Segment Start: DOCUMENT SEGMENT

Validating Automated Design and Active Learning
Stephen Pickett1, Darren Green1, David Marcus1, Jacob Bush1, Chris Luscombe1
1GlaxoSmithKline
Small molecule drug discovery involves multi-disciplinary teams coming together to discover a molecule with the appropriate profile. This is often cast as a complex multi parameter optimisation problem with cycles of design, make and test. Recent advances in generative algorithms and active learning approaches are enabling a more automated data-driven approach to the design cycle. In this presentation we describe how data-driven cheminformatics methods may automate much of what has historically been done by a medicinal chemist. It will explore what is reasonable to expect “AI” approaches to achieve, and what is best left with a human expert.
This data-driven approach involves a number of key technologies:
1) Automated design of compounds in the relevant chemical space.
2) Automated methods to build and update models and to filter and score compounds.
3) Algorithms for the selection of compounds for the next iteration.
We will illustrate the approach being adopted at GSK to implement these technologies with examples from BRADSHAW, GSK’s experimental automated design environment. We will focus on the validation of the methodologies, particularly with regard to molecular generation where we have combined traditional cheminformatics approaches, based on Matched Molecular Pair transforms and rule based fragmentation (BRICS), with the latest generative algorithms from deep neural networks, including a novel application that solves the one to many mapping problem of converting from a higher level representation, such as Reduced Graphs, to individual molecules.

Segment End: DOCUMENT SEGMENT
Segment Start: GIVEN INFORMATION

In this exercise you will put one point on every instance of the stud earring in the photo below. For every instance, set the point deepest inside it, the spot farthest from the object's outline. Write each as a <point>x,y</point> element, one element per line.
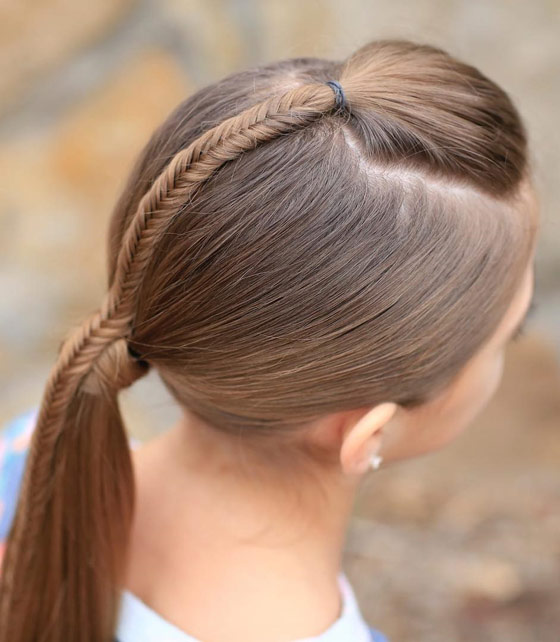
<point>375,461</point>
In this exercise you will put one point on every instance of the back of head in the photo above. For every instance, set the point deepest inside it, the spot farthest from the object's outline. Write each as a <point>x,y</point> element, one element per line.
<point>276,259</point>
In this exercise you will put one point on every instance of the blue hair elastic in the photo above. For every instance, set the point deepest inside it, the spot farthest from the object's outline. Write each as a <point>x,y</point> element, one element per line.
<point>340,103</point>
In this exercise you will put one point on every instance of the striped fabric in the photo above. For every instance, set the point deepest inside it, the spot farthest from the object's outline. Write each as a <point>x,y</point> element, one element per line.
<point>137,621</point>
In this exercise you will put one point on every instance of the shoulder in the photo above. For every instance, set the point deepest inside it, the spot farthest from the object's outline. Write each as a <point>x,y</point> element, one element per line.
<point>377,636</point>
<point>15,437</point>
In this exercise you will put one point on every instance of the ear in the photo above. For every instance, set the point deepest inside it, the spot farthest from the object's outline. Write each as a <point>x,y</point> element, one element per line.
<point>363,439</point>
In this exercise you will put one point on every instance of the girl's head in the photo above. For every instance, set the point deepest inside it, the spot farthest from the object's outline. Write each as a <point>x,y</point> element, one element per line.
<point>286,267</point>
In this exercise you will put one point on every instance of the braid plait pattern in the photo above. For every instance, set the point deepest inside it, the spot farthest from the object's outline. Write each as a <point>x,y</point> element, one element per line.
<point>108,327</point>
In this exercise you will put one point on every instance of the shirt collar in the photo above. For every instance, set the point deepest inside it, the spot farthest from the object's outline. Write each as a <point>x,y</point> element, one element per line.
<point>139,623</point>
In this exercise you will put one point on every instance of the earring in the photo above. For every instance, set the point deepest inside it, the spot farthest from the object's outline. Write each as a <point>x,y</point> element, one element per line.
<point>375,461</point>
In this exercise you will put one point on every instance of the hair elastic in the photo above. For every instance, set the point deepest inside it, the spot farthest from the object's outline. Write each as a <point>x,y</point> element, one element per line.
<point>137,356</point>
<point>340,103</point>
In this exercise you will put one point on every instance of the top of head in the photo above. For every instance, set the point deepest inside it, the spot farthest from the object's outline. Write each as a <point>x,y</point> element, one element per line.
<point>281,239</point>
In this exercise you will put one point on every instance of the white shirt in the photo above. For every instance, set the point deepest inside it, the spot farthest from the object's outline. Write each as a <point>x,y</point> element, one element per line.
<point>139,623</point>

Segment End: GIVEN INFORMATION
Segment Start: GIVEN INFORMATION

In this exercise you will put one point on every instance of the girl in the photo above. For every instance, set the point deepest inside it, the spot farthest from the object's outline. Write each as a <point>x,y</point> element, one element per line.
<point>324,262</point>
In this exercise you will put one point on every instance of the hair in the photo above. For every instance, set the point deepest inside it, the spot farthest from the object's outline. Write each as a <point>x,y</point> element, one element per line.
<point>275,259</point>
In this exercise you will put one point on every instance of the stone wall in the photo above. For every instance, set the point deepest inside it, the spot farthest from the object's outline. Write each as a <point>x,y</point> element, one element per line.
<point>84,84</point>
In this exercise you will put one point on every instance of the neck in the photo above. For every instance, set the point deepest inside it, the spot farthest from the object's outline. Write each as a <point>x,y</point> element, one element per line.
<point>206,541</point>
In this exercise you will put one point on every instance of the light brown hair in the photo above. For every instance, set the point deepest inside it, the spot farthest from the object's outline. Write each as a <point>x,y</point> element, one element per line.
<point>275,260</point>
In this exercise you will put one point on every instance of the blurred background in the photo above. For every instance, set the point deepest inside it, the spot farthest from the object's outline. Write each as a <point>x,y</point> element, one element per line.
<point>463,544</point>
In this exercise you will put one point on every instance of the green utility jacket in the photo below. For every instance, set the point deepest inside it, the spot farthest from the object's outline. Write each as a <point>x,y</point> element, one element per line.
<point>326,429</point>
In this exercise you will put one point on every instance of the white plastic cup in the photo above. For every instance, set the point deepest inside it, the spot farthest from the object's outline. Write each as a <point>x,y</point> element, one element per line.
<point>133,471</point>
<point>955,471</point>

Segment End: GIVEN INFORMATION
Segment Start: GIVEN INFORMATION

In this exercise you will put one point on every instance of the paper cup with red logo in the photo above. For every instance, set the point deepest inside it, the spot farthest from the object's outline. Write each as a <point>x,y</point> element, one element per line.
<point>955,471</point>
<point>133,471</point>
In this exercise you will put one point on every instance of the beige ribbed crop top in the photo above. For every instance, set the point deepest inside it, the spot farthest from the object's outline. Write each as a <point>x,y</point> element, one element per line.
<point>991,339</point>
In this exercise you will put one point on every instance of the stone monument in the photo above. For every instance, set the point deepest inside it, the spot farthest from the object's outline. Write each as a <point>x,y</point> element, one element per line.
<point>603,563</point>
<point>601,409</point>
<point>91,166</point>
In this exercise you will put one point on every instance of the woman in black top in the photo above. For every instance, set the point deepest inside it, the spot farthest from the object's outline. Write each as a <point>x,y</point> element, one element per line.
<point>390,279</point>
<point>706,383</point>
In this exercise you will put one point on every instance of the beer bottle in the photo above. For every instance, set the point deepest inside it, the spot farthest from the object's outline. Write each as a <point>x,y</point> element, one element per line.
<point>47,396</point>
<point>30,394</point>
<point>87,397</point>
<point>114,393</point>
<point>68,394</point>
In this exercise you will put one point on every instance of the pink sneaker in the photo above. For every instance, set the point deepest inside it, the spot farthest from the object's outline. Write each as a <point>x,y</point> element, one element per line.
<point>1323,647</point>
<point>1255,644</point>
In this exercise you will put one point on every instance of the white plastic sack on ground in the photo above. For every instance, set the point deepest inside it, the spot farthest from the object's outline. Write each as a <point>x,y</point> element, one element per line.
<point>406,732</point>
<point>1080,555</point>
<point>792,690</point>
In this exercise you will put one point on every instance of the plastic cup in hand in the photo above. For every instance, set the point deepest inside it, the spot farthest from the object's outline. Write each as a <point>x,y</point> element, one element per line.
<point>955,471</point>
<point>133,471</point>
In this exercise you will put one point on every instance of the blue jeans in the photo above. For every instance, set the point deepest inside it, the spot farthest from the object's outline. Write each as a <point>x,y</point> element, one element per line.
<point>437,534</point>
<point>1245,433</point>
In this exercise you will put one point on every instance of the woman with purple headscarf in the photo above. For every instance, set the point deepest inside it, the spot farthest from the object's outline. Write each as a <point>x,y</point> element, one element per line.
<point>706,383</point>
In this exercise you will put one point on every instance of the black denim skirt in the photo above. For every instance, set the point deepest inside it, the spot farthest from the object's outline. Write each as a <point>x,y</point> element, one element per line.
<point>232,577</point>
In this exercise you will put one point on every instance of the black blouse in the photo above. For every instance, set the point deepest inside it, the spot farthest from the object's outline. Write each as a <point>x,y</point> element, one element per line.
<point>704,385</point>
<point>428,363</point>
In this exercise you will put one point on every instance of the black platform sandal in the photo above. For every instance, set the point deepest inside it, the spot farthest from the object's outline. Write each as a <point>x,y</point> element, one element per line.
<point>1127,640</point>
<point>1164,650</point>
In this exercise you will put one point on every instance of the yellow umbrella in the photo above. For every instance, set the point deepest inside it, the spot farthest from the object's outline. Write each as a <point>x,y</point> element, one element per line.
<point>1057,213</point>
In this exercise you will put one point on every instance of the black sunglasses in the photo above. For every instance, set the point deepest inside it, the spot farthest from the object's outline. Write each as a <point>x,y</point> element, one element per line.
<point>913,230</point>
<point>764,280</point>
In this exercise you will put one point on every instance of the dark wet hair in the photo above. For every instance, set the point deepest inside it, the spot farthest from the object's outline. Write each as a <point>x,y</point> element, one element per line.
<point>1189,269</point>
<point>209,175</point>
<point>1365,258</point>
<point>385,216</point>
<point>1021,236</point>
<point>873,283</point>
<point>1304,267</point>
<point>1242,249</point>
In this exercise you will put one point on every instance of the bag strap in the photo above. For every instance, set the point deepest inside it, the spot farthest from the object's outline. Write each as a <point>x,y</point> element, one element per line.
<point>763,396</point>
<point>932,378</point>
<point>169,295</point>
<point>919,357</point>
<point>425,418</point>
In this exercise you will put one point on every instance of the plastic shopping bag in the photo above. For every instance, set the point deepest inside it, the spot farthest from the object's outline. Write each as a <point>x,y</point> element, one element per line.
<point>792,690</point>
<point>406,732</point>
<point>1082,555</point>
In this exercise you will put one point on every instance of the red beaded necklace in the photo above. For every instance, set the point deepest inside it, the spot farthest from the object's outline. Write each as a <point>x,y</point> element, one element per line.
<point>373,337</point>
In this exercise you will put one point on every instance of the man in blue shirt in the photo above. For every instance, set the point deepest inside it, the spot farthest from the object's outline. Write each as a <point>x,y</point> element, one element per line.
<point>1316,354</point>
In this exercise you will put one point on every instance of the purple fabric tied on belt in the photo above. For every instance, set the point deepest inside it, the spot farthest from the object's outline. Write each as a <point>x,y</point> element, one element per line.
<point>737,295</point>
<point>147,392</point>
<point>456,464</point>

Segment End: GIVEN INFORMATION

### TRY IT:
In the abstract on automated design and active learning, reproduce word for word the passage starting with "We will illustrate" and going on through "to individual molecules.".

### EXPECTED ANSWER:
We will illustrate the approach being adopted at GSK to implement these technologies with examples from BRADSHAW, GSK’s experimental automated design environment. We will focus on the validation of the methodologies, particularly with regard to molecular generation where we have combined traditional cheminformatics approaches, based on Matched Molecular Pair transforms and rule based fragmentation (BRICS), with the latest generative algorithms from deep neural networks, including a novel application that solves the one to many mapping problem of converting from a higher level representation, such as Reduced Graphs, to individual molecules.